It’s always taller than it looks.
And it’s always harder than it looks.
The 3 rules of mountaineering.

As the final step of my MA degree, I’m finally working on my Master’s Thesis (or pro gradu thesis, as it is called in Finland). The thesis seminar started in January, and so far I’ve written a few pages on secondary material and my research plan. In the paper, I’ll investigate teacher discourse in a drama-influenced foreign language class. (I’ll most likely end up posting something or other about my thoughts on teacher discourse later on during the summer.)

The target length of the thesis is between 50 and 100 pages, so it’s the most extensive piece of academic writing I’ve ever attempted to conquer. Since most university students graduate with Master’s degrees in Finland, the gradu is a big deal and there’s a lot of hype about how working on your gradu is about as exhausting as climbing Mount Everest. On the one hand, I’m thrilled to be at this stage of my studies – working on my gradu literally means I’m pretty close to finishing my Master’s. On the other hand, I can’t help buying into the “oh, it’s just so grueling” frame of mind.

Ironically, the Mount Everest metaphor actually helps me with working on my gradu. It’s a big undertaking, sure. But there are similarities I can leverage to my advantage. Not that I’ve ever climbed a mountain in my life, either. 🙂

Practice, practice, practice

Quite like conquering Mount Everest, you wouldn’t start writing your gradu without some preparation or practice. I don’t think there are many people for whom Mount Everest is the first peak they’ve climbed.

My first shot at academic writing was my tutorial essay on my freshman year. It dealt with learning motivation. If I read it today, I’d probably cringe so much I’d dislocate my jaw, so I won’t. 🙂 After that, I’ve written several papers for different courses, not to mention exam answers and other smaller works. Each of them sucked just a little bit less than the previous ones.

When reading other seminar participants’ contributions, I’ve been able to spot points to improve on and questions to consider. That, if nothing else, has showed me that I have indeed developed an understanding of what a piece of academic text should be like. Even if I can’t write fabulous academic text the first time around, I’ll at least be able to see where the biggest gaping holes are.

Support network

Reinhold Messner climbed Mount Everest alone in 1980 – and without any extra oxygen. The thing is, though, that he’d climbed a fair number of mountains before that, and even conquered Mount Everest once before with a companion. In other words, he’d had enough practice to attempt going solo.

For the rest of us, attempting to conquer a huge goal without support from other people would spell disaster. That’s why pro gradu theses are most often written during seminar courses, where the teacher and other participants offer their feedback and suggestions. You have to be able to think of them as helping you instead of judging you, though, for the support to work.

| AIM A |
According to the passage about the thesis, what is the target length of the thesis?
| AIM B |
Echo the rows exactly, beginning with the line that contains "trace white license plate, every instance" and continuing through the last line of the rows.
The passage about the thesis and the rows have no connection to each other.

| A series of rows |
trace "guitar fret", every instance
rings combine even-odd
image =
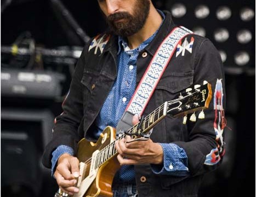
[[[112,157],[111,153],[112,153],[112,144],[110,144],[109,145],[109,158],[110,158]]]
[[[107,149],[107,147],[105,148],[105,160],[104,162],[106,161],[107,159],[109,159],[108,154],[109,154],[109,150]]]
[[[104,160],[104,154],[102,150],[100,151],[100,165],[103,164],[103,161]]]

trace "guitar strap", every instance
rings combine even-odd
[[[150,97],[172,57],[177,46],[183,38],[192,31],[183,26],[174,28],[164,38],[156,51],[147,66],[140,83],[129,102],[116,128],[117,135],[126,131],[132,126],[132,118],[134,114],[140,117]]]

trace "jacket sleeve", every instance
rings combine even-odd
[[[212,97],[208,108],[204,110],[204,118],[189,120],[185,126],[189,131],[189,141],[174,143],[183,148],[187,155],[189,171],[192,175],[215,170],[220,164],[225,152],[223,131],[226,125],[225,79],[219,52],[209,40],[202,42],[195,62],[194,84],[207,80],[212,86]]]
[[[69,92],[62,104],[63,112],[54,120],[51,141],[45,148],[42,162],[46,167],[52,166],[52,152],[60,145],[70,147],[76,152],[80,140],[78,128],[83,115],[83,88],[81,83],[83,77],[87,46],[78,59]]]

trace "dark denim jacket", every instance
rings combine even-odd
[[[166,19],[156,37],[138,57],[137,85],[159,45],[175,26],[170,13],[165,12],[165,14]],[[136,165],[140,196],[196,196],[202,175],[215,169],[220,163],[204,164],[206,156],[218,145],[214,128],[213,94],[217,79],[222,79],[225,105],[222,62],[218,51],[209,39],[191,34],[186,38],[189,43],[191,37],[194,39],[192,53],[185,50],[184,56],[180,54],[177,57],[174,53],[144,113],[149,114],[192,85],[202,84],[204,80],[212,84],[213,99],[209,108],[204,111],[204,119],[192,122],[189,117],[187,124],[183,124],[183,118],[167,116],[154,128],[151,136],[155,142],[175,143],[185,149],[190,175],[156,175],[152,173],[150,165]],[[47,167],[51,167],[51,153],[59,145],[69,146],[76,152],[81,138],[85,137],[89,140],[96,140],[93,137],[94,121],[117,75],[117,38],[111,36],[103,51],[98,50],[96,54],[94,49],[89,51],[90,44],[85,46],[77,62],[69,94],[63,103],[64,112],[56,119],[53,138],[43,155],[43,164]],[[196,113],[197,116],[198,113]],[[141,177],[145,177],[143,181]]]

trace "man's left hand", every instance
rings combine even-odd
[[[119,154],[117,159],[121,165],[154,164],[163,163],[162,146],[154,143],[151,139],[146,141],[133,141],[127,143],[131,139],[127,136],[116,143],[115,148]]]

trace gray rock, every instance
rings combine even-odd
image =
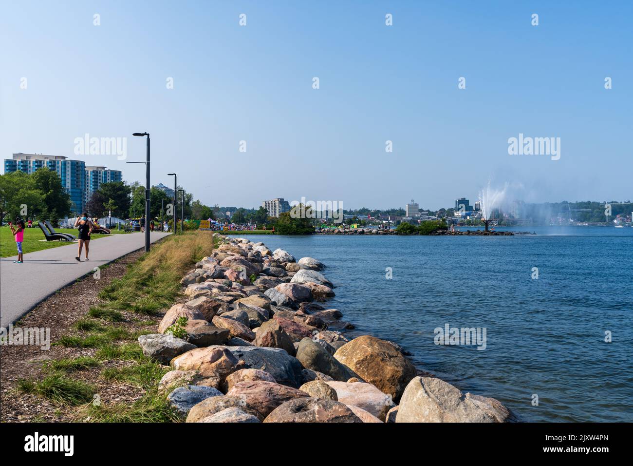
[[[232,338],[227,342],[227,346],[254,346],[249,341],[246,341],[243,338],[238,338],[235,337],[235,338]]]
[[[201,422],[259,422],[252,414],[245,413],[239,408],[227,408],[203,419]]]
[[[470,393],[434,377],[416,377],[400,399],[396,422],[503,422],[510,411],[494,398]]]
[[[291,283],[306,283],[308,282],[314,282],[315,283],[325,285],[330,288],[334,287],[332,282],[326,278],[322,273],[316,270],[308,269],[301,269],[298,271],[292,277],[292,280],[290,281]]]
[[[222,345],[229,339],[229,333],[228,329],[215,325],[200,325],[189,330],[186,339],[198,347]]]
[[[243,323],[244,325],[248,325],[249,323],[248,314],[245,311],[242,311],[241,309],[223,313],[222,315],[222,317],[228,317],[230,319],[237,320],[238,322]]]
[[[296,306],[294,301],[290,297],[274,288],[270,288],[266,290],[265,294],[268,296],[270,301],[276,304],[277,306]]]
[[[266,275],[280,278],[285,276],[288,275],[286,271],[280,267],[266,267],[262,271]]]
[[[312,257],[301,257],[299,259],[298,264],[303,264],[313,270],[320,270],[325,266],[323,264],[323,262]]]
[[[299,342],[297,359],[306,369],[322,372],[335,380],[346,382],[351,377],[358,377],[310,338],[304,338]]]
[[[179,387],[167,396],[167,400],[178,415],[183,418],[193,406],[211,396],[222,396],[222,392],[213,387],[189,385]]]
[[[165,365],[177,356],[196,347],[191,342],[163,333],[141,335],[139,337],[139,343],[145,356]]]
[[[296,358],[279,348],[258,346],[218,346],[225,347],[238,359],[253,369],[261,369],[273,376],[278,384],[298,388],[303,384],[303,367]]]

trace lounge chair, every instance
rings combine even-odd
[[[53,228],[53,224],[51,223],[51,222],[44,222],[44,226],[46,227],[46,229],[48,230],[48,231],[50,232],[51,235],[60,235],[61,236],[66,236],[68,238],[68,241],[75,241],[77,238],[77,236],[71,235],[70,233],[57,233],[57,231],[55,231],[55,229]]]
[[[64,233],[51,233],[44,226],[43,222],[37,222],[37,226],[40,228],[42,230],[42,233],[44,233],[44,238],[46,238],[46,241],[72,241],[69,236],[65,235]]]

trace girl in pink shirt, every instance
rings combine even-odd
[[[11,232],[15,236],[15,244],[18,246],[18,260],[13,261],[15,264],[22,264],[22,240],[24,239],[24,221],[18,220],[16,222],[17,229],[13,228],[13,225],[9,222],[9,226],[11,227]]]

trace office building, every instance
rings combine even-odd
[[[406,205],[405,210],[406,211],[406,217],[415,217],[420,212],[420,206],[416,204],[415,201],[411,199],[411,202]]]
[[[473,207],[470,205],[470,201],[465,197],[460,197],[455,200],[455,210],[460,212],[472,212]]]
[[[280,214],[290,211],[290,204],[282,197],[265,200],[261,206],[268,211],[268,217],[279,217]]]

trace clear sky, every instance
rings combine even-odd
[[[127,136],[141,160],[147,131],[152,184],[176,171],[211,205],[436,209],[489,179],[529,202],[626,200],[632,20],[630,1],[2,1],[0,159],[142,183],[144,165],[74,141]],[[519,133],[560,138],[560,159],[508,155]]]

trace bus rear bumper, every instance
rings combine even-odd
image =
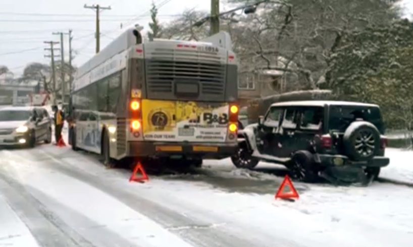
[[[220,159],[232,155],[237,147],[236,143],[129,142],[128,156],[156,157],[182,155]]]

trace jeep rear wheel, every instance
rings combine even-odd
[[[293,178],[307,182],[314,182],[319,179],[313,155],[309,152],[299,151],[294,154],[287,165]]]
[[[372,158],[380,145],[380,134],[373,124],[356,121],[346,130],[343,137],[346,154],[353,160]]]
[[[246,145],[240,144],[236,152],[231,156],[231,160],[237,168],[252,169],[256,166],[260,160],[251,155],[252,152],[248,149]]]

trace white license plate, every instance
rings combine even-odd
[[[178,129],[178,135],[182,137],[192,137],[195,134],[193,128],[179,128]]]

| TASK OUTPUT A |
Between 50 and 100 pages.

| TASK OUTPUT B |
trace white license plate, every instance
rings combine even-odd
[[[178,129],[178,135],[182,137],[192,137],[195,134],[193,128],[179,128]]]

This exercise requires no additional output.